§ **Tasks to complete**:
a: In the forum thread comparing the Castelli Inferno and Free Aero, what temperature range does the original poster say they still like to ride in?
b: From the forum thread comparing the Castelli Inferno and Free Aero, put this sentence into Spanish: "Both are summer weight, and you can in fact get a sunburn through the Infernos."
c: Quote the passage from the forum thread comparing the Castelli Inferno and Free Aero, starting at "Anyone have experience" and ending at "(Jul 24, 2011)".

===== Given text =====

# Castelli Inferno vs Free Aero



## jtmoney528 (Dec 11, 2014)

Anyone have experience with both of them and care to share their thoughts on them, differences, pros of each, cons of each?

Main reason I ask is I still like to ride when its cooler outside (say around 30-40 F) and didnt know how greatly having the inferno would affect that.

Also have the option to get the Assos Lightweight F1. Uno S5 instead of the inferno or free Aero at around the same price.


----------



## mikerp (Jul 24, 2011)

You need to be looking for something completely different at 30-40F.
Both (Inferno and Freeaero) are "summer" kits the inferno is lighter (actually see through) and you can get a sunburn under it.
The same goes for the Assos gear, with Assos it's real simple look at their temp ranges and buy what they list.


----------



## billium v2.0 (Oct 22, 2012)

mikerp said:


> You need to be looking for something completely different at 30-40F.
> Both (Inferno and Freeaero) are "summer" kits the inferno is lighter (actually see through) and you can get a sunburn under it.
> The same goes for the Assos gear, with Assos it's real simple look at their temp ranges and buy what they list.


^^^^this^^^^

Mike knows what he writes of. Both are summer weight, and you can in fact get a sunburn through the Infernos.

I go to my Garneaus for anything under 60 degrees.


----------

===== Given entries =====

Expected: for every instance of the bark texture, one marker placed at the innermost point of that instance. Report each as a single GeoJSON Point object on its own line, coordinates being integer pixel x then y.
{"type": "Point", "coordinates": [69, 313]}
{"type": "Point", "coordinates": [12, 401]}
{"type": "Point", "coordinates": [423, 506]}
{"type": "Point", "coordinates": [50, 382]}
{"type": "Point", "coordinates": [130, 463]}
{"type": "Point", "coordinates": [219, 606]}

=====

§ **The results**:
a: Around 30-40 F.

b: Ambos son de peso de verano y, de hecho, puedes quemarte con el sol a través de los Inferno.

c:
Anyone have experience with both of them and care to share their thoughts on them, differences, pros of each, cons of each?

Main reason I ask is I still like to ride when its cooler outside (say around 30-40 F) and didnt know how greatly having the inferno would affect that.

Also have the option to get the Assos Lightweight F1. Uno S5 instead of the inferno or free Aero at around the same price.


----------



## mikerp (Jul 24, 2011)